A run of entries:
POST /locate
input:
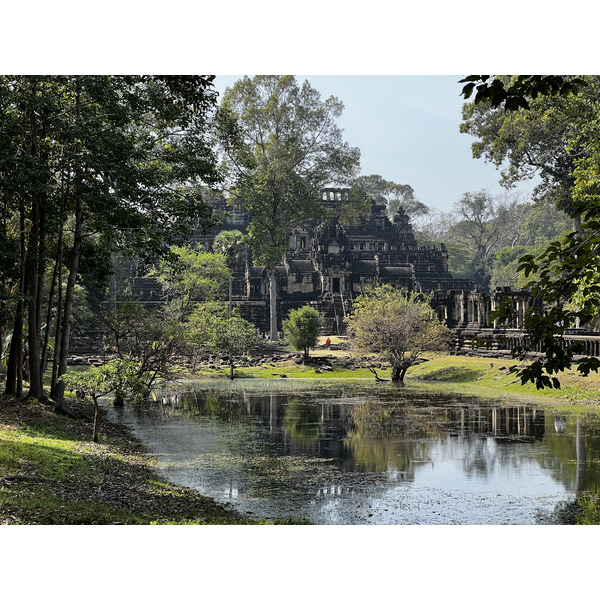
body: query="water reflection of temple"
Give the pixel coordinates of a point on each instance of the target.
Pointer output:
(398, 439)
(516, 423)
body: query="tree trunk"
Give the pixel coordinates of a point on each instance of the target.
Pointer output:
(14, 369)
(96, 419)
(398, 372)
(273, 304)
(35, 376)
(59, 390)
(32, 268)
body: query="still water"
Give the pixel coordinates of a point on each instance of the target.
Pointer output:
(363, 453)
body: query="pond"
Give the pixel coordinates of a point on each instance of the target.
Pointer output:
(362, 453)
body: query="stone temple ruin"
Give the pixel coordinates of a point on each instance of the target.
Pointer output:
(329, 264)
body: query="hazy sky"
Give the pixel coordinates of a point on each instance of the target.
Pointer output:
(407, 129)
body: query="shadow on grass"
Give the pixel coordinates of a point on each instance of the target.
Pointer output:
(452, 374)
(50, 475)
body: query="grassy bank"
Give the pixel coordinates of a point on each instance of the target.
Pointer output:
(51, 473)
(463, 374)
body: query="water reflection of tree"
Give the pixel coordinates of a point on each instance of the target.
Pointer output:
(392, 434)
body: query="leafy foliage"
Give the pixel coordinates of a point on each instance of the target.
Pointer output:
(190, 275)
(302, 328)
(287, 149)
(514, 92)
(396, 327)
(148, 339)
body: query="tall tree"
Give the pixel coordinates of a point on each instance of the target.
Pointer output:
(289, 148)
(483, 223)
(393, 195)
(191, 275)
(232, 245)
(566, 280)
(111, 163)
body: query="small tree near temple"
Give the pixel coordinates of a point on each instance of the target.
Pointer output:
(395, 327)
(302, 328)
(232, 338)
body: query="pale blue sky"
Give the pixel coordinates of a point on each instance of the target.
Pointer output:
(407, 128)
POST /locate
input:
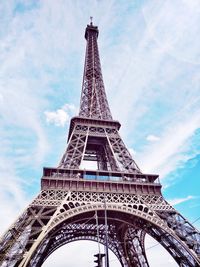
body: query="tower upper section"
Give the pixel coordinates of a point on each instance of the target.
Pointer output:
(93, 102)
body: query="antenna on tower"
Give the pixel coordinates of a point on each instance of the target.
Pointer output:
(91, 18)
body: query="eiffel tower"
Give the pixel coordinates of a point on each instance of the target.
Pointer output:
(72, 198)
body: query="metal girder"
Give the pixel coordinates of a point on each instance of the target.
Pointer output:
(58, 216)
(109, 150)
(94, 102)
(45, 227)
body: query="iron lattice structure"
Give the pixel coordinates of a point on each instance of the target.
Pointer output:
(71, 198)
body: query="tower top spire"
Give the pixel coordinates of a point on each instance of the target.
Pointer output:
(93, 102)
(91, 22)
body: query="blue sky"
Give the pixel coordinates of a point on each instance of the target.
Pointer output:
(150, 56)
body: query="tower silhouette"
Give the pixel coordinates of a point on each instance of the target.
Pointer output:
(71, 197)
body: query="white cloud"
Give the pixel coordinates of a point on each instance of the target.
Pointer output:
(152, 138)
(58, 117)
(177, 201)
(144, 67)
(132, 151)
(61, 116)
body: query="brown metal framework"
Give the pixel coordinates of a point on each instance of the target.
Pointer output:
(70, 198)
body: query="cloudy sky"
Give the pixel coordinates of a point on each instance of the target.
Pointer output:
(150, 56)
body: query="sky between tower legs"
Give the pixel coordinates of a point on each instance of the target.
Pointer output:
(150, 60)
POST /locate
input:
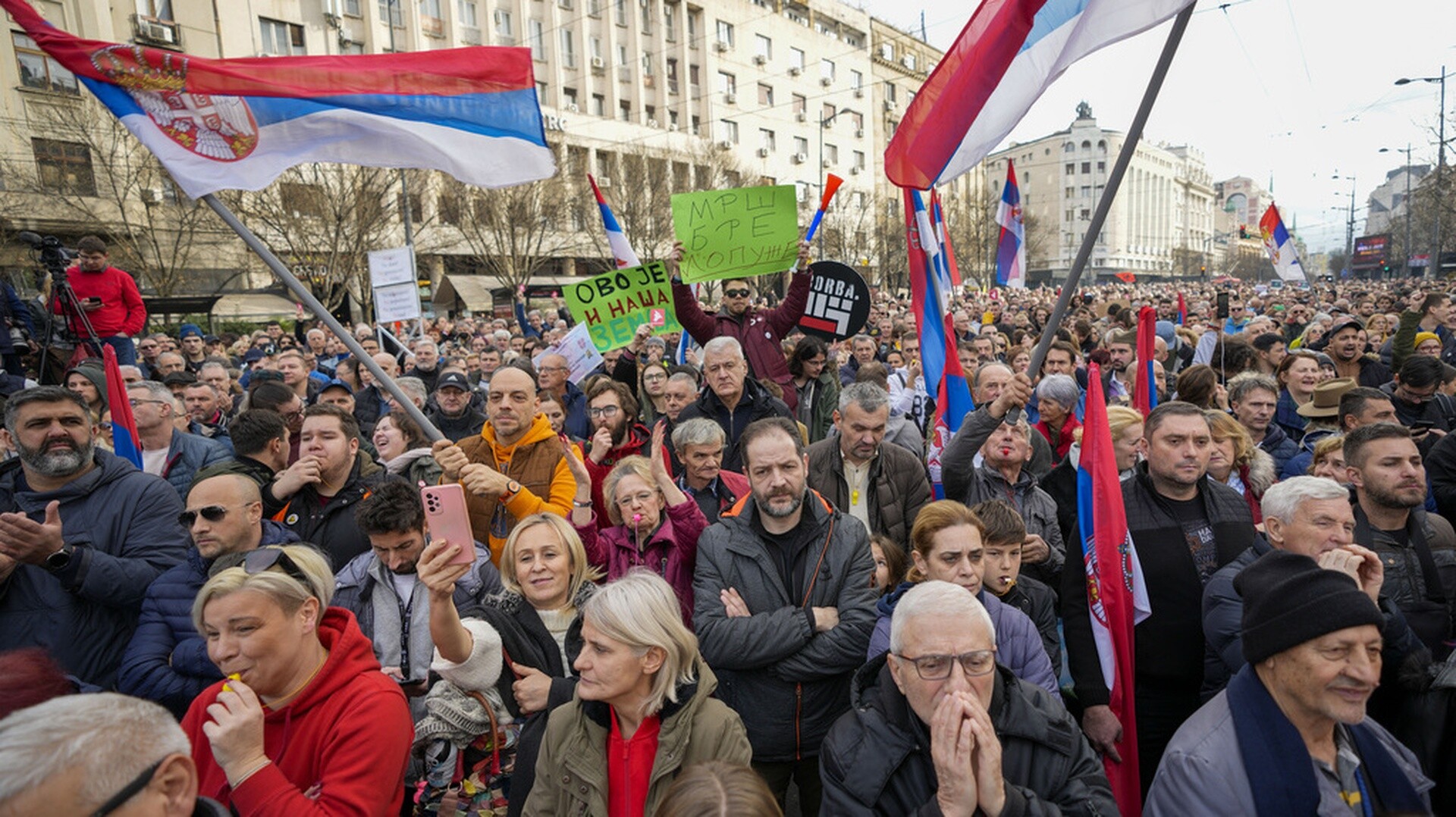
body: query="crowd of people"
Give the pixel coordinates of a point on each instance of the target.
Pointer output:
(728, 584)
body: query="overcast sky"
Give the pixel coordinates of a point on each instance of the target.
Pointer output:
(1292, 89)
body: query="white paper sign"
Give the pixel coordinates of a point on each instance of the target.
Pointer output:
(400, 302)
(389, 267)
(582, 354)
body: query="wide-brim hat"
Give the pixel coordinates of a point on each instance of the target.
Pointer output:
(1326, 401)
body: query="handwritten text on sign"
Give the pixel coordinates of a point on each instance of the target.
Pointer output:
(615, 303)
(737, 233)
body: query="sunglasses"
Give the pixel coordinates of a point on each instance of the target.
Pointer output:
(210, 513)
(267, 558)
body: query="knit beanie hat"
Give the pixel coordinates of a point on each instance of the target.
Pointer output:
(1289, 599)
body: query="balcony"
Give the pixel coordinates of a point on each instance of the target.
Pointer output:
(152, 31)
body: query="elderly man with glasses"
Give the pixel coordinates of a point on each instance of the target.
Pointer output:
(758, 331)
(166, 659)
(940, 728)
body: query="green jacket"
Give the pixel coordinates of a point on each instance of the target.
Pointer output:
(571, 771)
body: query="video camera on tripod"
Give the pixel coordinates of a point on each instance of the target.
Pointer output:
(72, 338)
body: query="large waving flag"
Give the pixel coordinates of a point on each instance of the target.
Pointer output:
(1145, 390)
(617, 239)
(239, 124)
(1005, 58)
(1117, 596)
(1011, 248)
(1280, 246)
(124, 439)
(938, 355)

--

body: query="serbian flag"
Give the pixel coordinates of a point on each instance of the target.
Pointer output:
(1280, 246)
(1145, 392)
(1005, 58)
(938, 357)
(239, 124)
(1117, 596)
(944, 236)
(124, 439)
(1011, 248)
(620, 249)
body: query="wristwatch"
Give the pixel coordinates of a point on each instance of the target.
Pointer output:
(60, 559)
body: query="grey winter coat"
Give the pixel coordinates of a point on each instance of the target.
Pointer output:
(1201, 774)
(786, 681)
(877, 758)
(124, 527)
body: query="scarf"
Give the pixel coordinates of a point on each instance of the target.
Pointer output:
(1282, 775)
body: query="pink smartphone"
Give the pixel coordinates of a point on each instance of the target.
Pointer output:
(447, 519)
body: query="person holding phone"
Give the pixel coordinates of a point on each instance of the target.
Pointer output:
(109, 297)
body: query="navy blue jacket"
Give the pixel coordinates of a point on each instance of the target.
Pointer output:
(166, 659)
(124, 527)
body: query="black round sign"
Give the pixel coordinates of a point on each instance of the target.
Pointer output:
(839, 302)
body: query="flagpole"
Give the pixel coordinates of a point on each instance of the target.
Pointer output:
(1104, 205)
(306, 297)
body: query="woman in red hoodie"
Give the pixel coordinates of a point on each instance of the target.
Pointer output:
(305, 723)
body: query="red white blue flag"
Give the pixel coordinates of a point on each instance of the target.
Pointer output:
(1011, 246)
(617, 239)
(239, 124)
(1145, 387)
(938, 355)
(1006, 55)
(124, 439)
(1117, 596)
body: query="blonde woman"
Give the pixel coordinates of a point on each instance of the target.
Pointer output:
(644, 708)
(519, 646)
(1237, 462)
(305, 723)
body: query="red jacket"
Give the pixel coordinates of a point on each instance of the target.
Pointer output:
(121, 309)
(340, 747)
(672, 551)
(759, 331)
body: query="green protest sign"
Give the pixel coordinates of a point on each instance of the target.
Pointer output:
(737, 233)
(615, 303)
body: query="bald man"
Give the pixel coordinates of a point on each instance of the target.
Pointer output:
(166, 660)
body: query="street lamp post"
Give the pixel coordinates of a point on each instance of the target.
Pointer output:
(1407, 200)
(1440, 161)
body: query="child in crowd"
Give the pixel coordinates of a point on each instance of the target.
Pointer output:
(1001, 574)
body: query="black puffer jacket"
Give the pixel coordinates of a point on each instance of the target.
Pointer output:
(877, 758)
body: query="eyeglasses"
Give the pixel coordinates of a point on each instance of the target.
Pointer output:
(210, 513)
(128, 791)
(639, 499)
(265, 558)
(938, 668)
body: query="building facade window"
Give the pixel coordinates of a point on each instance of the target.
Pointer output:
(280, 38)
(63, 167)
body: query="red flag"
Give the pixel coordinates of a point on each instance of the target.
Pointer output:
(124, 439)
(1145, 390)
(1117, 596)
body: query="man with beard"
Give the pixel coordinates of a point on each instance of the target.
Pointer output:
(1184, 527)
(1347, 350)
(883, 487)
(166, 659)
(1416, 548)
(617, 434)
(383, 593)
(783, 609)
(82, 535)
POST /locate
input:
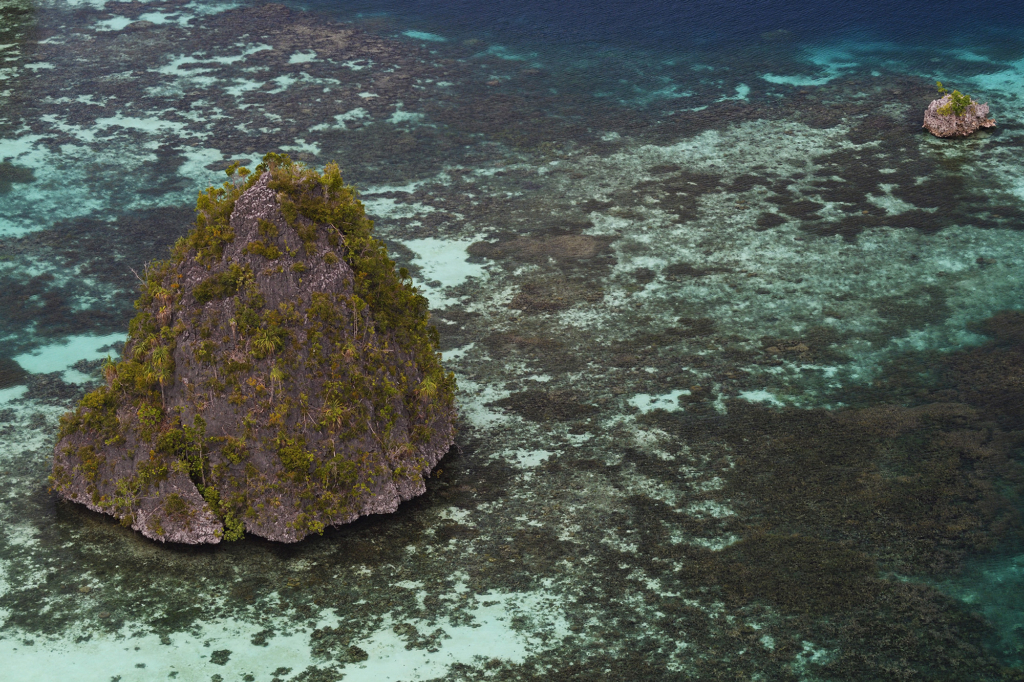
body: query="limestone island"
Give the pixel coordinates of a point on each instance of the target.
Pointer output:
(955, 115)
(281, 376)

* * *

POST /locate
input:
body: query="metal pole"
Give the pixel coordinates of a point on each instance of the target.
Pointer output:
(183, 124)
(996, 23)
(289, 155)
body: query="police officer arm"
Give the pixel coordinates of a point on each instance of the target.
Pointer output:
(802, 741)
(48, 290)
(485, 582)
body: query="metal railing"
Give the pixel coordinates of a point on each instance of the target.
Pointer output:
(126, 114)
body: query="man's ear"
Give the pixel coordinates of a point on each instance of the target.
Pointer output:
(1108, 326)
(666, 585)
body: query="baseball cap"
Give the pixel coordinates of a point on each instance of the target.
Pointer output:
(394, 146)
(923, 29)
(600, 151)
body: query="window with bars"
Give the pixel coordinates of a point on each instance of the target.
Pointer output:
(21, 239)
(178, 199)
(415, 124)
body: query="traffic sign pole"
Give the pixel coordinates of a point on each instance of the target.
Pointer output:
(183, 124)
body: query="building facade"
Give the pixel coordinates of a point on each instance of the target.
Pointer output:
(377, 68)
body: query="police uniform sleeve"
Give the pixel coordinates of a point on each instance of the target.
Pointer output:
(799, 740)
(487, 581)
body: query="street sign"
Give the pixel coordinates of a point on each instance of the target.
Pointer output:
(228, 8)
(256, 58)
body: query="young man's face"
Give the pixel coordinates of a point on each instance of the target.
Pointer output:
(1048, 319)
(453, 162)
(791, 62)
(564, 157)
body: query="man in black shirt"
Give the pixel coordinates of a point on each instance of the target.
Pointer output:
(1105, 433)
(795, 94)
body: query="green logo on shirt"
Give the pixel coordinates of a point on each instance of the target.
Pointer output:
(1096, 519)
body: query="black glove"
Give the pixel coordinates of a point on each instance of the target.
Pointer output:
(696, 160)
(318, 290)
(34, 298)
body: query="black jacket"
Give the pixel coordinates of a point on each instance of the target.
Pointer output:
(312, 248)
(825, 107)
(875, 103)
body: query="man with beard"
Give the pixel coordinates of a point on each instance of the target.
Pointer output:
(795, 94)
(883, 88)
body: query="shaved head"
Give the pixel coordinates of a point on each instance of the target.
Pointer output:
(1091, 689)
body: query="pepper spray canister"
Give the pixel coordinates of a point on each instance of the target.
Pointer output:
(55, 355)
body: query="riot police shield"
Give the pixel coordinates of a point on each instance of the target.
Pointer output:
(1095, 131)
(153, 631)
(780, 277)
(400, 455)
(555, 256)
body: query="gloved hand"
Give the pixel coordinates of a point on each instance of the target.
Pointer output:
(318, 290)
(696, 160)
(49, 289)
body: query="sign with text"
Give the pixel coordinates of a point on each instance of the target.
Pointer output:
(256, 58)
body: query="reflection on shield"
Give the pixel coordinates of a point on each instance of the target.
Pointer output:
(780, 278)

* The exercise
Please gather every line in the entries above that contains the string "jacket" and copy each one out in full.

* Output for this task
body: query="green jacket"
body: query="navy blue jacket"
body: query="red jacket"
body: query="black puffer jacket"
body: query="black jacket"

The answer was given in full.